**What is expected**
Count the lines in the records below that contain the string "rope". Reply with only that number.

* Begin Materials provided *

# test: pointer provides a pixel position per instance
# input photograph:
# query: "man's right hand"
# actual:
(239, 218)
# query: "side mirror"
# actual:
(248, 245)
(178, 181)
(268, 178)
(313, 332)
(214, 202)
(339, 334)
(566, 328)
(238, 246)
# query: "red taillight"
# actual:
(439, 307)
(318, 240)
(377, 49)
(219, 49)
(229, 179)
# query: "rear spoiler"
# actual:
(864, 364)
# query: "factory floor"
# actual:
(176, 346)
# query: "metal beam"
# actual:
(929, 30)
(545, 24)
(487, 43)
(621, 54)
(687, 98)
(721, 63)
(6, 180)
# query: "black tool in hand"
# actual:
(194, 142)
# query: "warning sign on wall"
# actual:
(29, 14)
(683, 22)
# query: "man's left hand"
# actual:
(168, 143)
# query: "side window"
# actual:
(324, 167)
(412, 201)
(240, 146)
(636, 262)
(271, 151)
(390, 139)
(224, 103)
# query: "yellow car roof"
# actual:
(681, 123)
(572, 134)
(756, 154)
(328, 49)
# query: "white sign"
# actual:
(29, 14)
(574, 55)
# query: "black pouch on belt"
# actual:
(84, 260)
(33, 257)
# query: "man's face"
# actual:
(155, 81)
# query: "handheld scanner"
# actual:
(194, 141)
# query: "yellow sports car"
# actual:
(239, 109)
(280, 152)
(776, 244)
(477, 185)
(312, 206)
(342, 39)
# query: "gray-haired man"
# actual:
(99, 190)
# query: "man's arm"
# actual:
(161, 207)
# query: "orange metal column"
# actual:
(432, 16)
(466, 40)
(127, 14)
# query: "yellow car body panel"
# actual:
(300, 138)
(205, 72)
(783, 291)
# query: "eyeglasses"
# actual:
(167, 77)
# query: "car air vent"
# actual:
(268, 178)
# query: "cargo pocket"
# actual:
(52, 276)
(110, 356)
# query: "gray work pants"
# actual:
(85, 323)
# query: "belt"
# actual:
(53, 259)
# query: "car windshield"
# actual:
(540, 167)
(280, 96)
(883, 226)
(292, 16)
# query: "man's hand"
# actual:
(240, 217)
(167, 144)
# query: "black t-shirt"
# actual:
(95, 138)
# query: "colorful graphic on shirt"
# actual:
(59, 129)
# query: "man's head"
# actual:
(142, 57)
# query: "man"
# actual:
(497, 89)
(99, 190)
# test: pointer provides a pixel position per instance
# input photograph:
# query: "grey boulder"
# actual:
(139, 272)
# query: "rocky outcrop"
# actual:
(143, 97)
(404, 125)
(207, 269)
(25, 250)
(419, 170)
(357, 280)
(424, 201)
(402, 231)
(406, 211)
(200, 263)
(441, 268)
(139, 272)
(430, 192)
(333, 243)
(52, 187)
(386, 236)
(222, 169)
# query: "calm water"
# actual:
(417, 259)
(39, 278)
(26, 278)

* End Materials provided *
* Begin Materials provided *

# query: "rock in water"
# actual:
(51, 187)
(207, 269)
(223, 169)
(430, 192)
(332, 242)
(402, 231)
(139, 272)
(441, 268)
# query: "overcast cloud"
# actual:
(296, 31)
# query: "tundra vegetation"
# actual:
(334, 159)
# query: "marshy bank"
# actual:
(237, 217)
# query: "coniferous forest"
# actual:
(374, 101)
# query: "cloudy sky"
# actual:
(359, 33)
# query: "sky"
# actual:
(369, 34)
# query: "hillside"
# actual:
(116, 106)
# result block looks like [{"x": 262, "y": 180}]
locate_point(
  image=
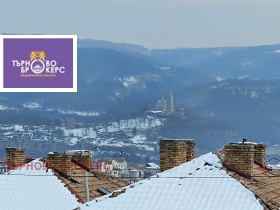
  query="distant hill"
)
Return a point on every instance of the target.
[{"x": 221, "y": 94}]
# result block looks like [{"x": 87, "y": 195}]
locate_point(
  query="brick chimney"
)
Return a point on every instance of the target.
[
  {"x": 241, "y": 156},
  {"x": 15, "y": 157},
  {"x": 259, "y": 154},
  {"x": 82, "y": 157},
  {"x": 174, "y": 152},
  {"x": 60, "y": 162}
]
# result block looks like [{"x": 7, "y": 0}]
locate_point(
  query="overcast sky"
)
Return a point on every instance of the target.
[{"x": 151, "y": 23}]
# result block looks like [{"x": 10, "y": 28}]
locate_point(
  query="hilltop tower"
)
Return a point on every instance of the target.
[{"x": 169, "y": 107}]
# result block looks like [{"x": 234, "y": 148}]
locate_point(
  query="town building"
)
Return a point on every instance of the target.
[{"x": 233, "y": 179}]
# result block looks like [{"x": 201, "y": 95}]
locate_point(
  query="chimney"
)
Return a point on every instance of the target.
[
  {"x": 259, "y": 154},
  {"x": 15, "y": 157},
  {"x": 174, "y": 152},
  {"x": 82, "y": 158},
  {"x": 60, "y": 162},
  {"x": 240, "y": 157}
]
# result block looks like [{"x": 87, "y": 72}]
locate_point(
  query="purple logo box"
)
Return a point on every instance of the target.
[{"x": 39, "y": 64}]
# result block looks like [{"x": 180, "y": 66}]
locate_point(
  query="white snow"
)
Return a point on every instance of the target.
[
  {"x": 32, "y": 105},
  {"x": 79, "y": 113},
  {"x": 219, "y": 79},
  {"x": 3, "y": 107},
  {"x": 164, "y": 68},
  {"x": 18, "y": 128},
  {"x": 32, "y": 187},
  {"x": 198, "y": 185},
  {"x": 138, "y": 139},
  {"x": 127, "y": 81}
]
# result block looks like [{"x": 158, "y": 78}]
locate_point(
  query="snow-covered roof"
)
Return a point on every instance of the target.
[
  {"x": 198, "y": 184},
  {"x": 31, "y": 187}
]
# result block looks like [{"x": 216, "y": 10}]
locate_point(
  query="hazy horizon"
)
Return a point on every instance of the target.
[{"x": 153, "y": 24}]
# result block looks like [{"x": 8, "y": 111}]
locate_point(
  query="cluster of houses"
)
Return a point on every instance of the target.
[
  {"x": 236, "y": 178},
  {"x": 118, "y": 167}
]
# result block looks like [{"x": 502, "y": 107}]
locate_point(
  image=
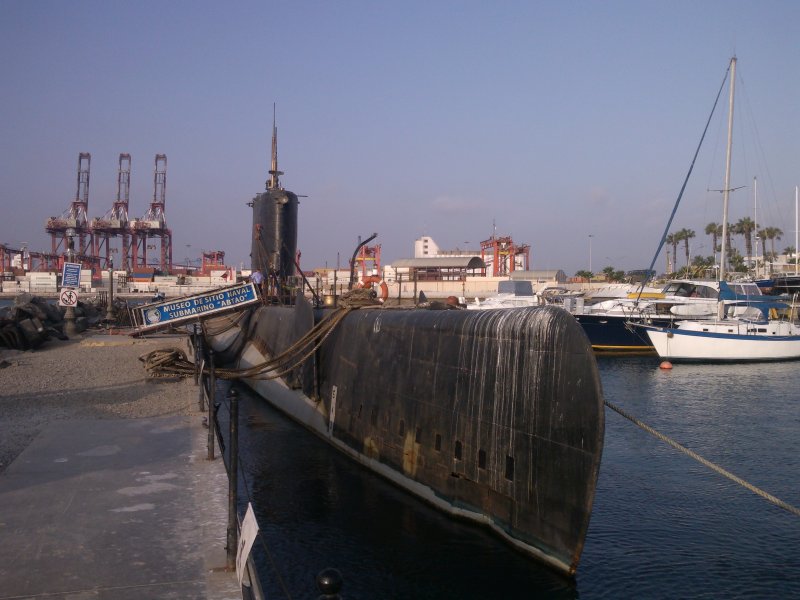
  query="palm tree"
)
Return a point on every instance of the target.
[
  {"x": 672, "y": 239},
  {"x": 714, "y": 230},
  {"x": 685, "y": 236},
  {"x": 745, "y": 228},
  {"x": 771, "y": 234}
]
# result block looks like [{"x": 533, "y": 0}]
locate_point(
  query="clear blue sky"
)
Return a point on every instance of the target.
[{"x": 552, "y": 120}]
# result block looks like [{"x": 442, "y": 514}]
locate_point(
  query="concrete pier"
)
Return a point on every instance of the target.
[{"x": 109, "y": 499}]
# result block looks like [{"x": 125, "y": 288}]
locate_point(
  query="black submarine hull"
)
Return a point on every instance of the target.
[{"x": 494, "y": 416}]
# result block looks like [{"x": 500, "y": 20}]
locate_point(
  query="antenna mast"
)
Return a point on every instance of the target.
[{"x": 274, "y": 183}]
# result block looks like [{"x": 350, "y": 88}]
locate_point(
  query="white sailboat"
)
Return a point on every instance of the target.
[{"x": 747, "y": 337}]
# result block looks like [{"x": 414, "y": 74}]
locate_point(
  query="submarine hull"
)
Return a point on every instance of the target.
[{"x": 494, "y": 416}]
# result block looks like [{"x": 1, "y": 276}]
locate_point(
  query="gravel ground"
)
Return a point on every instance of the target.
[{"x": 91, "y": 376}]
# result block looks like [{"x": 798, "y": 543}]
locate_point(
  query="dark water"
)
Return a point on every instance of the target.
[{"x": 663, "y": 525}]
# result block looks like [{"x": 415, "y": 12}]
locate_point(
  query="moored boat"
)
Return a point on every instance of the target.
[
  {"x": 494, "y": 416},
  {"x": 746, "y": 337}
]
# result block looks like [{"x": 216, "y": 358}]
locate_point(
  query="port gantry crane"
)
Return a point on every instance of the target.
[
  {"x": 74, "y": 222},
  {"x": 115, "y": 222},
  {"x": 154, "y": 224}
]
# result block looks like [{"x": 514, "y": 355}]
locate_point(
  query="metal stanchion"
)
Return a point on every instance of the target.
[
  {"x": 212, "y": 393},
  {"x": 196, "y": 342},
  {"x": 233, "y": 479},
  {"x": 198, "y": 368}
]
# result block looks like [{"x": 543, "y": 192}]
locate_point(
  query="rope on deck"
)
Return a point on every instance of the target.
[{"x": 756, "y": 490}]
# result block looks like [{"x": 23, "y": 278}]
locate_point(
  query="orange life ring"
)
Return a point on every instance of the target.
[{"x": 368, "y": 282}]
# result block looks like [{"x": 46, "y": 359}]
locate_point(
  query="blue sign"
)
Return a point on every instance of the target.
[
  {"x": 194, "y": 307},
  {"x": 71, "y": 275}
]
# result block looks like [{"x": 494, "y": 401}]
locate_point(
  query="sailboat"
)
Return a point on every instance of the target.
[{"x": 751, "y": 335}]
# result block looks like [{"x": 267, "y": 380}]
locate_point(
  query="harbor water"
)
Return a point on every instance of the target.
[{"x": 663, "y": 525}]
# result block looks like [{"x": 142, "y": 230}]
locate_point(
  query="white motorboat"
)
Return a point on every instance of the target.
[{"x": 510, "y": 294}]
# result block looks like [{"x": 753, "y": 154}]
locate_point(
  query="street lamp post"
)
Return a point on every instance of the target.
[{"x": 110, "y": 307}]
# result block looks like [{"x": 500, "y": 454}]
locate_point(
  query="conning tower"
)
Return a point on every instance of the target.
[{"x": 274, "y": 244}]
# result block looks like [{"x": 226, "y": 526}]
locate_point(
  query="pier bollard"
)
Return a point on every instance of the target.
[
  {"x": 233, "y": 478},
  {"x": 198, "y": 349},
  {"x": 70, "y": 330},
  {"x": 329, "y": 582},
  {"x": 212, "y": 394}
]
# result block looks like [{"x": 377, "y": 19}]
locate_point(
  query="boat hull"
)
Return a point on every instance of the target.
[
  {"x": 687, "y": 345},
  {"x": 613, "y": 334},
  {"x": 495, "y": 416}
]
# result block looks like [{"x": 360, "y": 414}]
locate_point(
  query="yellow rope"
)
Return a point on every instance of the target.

* End Materials provided *
* Begin Materials provided *

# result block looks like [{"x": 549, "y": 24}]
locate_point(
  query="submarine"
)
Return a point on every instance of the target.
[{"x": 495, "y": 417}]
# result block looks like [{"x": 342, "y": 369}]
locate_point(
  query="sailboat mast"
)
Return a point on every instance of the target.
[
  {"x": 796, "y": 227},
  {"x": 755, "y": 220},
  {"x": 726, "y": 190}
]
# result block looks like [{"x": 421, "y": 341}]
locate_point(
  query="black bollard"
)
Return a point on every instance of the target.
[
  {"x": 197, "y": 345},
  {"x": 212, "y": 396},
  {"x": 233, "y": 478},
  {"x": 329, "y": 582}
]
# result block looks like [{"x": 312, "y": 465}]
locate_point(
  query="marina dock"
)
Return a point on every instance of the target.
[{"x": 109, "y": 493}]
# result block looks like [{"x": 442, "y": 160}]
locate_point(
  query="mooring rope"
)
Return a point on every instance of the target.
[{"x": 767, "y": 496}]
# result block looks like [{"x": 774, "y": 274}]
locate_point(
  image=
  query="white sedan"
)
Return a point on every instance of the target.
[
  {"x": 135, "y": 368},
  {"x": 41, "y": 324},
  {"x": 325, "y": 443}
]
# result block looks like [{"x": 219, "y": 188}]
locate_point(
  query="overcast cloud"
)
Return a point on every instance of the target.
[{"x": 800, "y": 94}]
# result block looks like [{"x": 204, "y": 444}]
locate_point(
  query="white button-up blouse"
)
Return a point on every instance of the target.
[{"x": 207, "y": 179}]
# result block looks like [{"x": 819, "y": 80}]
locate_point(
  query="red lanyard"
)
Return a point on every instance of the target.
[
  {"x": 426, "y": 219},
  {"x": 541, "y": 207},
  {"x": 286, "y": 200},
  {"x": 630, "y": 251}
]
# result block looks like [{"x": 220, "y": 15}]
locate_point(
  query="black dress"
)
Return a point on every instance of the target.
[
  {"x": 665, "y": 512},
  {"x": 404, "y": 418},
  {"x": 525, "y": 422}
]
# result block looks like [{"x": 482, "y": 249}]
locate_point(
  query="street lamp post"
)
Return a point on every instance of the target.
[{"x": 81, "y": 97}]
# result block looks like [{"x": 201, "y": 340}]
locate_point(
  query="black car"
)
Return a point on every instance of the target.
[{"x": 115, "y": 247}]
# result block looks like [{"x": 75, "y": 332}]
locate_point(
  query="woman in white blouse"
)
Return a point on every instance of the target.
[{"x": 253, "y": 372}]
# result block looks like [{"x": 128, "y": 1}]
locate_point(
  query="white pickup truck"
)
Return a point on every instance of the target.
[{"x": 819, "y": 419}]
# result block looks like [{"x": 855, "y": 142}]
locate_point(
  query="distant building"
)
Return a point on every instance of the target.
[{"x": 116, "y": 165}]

* End Materials provided *

**Answer to the problem**
3